Work item
Copy out each line of the data below in which the string "carport" appears.

Stored data entries:
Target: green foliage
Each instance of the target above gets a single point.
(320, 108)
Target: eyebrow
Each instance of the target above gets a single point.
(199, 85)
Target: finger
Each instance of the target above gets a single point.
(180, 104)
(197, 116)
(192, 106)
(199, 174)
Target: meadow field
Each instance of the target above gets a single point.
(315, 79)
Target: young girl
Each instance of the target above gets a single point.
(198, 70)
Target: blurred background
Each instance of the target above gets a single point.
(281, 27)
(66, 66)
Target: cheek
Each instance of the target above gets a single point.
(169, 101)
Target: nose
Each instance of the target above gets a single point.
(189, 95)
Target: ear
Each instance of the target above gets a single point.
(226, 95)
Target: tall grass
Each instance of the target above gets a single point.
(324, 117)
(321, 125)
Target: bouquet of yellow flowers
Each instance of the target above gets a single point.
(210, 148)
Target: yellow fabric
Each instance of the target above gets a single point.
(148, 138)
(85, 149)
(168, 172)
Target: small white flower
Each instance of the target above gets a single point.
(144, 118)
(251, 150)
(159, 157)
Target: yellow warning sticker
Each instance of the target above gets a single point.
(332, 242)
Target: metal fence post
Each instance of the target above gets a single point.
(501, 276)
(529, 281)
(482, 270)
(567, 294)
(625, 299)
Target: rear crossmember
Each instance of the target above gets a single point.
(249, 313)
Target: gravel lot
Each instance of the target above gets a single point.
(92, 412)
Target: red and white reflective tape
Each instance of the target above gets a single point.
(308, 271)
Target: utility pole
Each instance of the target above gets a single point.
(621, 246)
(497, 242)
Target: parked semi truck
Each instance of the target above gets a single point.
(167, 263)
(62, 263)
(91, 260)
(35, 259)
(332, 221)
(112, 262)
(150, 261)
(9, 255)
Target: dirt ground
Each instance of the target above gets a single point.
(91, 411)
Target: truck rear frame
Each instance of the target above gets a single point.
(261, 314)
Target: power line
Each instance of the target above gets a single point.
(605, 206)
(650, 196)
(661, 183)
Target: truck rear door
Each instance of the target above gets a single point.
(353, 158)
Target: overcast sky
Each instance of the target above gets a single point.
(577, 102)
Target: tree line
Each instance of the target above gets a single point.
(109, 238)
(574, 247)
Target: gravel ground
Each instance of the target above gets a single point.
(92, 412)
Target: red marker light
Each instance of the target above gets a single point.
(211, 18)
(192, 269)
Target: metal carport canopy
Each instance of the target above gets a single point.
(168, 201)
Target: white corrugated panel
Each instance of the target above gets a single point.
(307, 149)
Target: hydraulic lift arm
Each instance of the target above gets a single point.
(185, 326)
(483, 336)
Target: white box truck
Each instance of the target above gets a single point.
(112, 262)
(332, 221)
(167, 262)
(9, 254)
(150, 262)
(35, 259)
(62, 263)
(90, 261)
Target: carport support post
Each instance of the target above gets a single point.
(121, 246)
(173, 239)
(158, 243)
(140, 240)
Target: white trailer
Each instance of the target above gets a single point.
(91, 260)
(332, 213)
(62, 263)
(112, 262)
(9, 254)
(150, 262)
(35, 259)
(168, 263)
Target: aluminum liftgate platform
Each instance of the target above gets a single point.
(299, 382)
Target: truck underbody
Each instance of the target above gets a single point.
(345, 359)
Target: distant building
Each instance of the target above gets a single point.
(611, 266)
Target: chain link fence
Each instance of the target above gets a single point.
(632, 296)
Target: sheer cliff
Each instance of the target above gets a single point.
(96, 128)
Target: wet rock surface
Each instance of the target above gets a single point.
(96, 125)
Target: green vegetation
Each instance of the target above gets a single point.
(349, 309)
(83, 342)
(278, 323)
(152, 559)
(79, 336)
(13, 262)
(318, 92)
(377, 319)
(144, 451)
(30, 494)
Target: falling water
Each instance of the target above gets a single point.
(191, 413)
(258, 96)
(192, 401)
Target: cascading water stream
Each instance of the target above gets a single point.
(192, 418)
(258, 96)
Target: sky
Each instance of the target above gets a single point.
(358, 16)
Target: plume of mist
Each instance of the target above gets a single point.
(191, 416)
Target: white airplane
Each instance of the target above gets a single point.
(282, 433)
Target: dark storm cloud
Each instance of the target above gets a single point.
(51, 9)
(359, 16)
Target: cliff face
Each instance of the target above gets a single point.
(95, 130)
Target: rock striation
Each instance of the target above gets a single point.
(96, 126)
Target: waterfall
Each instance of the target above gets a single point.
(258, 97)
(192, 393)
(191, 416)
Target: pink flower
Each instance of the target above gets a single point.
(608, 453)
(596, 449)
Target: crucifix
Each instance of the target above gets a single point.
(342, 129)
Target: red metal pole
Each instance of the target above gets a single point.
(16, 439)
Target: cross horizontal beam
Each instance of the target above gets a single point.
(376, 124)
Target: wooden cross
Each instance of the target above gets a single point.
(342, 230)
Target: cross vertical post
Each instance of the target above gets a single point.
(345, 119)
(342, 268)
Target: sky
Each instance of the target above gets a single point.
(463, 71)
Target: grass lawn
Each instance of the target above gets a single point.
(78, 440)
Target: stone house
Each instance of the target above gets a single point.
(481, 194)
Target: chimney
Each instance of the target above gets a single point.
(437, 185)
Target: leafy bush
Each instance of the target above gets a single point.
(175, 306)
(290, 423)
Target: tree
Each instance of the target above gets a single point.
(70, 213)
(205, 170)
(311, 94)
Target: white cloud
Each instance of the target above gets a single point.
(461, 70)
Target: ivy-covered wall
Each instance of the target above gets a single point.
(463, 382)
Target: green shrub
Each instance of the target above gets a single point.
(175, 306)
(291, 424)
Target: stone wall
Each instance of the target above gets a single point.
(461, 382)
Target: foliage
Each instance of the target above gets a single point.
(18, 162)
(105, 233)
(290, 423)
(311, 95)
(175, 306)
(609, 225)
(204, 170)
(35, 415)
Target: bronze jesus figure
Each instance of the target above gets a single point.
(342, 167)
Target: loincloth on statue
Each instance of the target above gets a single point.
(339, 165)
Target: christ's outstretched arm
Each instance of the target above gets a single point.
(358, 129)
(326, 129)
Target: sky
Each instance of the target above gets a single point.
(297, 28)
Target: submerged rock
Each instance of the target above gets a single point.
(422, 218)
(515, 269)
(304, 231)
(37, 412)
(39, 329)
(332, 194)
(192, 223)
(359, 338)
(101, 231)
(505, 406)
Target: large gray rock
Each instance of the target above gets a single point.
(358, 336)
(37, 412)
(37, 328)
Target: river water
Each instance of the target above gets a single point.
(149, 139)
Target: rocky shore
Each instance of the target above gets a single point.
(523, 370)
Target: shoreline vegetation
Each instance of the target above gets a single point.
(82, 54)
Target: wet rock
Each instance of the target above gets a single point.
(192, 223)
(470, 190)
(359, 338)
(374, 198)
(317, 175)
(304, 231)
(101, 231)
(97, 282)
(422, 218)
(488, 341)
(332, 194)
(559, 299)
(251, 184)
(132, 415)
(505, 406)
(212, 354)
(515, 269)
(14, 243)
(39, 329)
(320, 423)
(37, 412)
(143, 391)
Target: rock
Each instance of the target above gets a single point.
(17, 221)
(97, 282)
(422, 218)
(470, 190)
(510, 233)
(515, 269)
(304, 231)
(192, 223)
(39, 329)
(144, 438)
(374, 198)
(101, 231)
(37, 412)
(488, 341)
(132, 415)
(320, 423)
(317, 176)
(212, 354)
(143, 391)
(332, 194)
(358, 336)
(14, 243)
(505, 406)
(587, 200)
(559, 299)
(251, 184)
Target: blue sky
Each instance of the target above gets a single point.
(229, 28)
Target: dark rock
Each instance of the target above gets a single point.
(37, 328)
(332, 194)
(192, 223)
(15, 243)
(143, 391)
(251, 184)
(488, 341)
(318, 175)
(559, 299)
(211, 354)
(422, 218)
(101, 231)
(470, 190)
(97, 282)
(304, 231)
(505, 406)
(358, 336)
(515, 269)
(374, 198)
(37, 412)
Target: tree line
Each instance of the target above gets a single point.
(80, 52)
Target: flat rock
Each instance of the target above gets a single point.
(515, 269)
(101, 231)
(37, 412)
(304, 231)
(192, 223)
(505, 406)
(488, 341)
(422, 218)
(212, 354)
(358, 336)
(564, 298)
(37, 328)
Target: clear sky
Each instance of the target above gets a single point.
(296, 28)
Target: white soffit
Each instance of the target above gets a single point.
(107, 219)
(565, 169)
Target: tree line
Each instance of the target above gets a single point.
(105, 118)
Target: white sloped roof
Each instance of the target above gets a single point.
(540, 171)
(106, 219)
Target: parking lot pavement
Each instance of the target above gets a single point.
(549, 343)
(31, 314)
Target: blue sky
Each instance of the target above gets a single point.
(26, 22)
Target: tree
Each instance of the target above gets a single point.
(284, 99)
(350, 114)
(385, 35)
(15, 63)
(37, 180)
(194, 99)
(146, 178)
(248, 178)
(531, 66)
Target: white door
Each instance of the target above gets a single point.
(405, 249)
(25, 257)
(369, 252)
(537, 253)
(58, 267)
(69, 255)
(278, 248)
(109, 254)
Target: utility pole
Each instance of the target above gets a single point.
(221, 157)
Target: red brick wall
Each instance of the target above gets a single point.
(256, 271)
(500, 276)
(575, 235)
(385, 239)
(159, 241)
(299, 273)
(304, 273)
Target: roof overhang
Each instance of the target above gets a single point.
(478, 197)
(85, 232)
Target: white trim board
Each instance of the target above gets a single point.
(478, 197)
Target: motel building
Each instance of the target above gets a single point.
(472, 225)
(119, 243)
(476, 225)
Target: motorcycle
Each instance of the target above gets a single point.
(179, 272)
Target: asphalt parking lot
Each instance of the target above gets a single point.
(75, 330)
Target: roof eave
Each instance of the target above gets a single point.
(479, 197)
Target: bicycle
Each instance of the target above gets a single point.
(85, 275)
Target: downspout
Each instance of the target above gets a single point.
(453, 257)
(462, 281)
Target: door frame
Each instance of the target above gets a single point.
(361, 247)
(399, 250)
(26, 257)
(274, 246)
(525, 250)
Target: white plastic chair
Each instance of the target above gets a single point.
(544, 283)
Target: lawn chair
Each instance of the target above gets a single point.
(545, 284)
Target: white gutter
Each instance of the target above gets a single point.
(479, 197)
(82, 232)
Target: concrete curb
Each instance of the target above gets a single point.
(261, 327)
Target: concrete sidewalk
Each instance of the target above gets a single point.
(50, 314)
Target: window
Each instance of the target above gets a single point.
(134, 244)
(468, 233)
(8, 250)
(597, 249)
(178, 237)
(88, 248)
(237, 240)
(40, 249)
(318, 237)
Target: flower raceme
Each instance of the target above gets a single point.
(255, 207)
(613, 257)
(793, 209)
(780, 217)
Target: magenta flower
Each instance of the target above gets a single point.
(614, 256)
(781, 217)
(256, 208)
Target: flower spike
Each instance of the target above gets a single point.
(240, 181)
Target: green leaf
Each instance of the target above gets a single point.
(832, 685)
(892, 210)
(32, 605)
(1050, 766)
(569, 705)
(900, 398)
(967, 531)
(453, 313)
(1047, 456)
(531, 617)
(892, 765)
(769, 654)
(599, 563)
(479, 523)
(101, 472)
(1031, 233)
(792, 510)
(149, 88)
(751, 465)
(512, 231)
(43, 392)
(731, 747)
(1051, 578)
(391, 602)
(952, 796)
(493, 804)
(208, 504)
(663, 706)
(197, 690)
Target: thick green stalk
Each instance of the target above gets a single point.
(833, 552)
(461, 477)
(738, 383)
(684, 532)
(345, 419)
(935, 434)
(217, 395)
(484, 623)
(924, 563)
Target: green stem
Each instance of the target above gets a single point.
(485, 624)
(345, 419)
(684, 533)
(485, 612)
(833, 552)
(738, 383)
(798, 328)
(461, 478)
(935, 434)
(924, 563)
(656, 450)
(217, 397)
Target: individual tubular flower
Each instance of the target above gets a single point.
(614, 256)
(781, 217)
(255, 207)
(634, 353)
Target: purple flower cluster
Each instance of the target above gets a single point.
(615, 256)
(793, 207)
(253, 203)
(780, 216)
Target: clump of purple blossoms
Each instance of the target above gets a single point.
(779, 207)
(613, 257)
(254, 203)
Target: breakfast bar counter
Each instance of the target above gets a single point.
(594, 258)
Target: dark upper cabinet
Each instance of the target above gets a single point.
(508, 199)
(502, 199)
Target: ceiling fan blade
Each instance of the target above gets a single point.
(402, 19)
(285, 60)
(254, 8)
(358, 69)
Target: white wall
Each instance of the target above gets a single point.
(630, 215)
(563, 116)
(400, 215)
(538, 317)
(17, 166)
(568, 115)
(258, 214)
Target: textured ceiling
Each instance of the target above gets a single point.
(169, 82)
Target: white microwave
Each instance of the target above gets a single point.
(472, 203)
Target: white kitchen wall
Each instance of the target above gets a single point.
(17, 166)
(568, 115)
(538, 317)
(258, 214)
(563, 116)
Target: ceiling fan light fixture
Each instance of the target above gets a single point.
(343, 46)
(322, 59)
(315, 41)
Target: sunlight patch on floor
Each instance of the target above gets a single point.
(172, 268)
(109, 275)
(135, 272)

Task response
Target: metal carport canopy
Target: carport support post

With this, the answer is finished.